• **Document excerpt**:

Have you ever been on an airplane and were told the in-flight service would no longer include free peanuts due to allergies?
Rather than curse the darkness, I strive for the light. So I took a class on allergens to better understand the subject. I came to discover that cross-contact is as dangerous to allergy sufferers as cross-contamination from bacteria.
Most of us are aware of shellfish allergies, but in recent years other food allergies have risen to a level of seriousness where consideration is a must when it comes to menu planning and standard operating procedures (SOPs).
According to the U.S. Food and Drug Administration (FDA), more than 160 foods can cause allergic reactions to people with food allergies. Of these, the FDA has identified eight foods (commonly classified as the “Big 8”) known to account for 90 percent of food allergic reactions. These foods include milk, eggs, fish, shellfish, tree nuts, peanuts (which are actually legumes, not nuts) wheat (protein or more specifically, gluten) and soybeans.
Everyone knows peanuts can pose serious problems to those who are allergic to them, but I was surprised to learn just how potent they can be. When that little pack of peanuts is opened, the dust can become airborne and incapacitate the person with the allergy almost immediately.
While I have not personally experienced this on a plane, I have experienced an allergic reaction during a campout when a young scout with a severe peanut allergy was exposed to peanut butter residue on a sandwich.
The young scout’s ham sandwich was made on the same workspace that was used to make peanut butter sandwiches, resulting in cross-contact in the prep area. While this was unintentional, it could have easily been avoided.

[Stored data entries]
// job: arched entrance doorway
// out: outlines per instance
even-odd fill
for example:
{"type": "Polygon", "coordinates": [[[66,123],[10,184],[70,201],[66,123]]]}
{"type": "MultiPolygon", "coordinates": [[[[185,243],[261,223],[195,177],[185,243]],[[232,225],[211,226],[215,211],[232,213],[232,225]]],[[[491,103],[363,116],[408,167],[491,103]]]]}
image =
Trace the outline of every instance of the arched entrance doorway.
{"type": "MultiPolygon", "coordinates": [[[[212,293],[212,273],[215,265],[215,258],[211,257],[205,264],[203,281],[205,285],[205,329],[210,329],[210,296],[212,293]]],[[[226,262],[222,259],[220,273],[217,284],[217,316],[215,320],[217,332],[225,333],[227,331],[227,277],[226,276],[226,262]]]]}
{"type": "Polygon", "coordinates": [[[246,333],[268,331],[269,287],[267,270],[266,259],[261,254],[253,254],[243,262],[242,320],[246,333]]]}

• **Problem to solve**: Reproduce the passage of the food allergies text from "Everyone knows peanuts" up to and including "on a sandwich.", word for word.

• **Written answer**:
Everyone knows peanuts can pose serious problems to those who are allergic to them, but I was surprised to learn just how potent they can be. When that little pack of peanuts is opened, the dust can become airborne and incapacitate the person with the allergy almost immediately.
While I have not personally experienced this on a plane, I have experienced an allergic reaction during a campout when a young scout with a severe peanut allergy was exposed to peanut butter residue on a sandwich.